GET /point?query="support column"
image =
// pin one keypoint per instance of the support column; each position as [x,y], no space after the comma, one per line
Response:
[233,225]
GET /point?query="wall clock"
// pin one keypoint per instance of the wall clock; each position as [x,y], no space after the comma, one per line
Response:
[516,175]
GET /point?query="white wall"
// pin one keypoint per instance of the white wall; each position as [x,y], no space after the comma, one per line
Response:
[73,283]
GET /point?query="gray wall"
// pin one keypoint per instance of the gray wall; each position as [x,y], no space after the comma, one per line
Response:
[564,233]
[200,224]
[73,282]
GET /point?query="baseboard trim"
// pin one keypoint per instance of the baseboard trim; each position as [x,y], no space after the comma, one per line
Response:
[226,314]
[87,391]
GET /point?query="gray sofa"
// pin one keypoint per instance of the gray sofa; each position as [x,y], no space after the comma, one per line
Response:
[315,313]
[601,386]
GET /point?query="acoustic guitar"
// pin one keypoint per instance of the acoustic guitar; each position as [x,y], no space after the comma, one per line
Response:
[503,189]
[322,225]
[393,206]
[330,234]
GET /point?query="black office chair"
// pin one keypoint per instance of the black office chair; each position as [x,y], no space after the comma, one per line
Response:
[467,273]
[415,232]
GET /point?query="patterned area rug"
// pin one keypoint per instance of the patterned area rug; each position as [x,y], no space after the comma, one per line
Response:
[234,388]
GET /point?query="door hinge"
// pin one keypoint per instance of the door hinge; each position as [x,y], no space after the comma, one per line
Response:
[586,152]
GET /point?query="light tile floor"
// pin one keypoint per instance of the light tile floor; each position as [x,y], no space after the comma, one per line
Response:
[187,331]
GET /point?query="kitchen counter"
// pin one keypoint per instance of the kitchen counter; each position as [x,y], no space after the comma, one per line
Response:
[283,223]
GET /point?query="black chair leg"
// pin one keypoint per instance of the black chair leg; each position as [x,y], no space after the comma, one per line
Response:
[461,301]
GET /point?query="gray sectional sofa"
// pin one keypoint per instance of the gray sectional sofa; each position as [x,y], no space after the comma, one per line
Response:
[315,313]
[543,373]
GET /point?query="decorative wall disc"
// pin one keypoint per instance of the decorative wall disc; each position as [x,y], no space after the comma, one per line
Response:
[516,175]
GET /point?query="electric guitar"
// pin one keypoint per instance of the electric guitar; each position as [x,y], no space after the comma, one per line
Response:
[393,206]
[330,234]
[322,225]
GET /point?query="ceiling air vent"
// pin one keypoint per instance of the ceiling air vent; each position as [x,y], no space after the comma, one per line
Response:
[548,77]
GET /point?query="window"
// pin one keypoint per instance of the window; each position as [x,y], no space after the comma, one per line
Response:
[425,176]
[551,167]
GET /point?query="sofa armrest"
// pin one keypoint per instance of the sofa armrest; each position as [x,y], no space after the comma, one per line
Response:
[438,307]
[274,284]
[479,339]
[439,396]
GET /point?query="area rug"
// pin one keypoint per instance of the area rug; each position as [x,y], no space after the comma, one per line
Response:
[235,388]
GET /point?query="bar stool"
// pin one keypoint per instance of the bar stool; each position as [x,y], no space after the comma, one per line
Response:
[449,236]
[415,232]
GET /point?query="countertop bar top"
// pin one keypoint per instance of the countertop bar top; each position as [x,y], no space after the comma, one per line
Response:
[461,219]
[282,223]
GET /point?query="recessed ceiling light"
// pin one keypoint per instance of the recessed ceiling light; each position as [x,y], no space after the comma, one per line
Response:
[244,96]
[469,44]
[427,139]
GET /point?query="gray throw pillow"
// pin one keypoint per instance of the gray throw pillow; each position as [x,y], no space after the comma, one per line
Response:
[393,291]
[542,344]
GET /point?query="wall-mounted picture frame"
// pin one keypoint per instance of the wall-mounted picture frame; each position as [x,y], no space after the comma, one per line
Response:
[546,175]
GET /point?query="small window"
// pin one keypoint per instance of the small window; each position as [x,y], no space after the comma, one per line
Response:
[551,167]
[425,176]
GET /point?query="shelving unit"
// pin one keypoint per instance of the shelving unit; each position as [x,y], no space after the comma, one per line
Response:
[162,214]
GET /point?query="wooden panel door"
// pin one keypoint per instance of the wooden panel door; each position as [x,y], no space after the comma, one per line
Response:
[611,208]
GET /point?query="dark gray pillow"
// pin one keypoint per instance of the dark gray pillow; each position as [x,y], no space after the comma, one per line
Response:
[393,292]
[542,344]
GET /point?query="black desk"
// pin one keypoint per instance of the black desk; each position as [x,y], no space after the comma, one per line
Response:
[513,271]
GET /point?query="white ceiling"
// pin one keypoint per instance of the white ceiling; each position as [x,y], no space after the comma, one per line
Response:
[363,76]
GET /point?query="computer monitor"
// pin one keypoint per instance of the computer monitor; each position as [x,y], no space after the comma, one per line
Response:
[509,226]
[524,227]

┄┄┄┄┄┄┄┄┄┄

◆ **Stated problem**
State how many lines of the rows above contain the string "window", treating uppercase and lowercase letters as distinct. Give the number only.

◆ **Final result**
4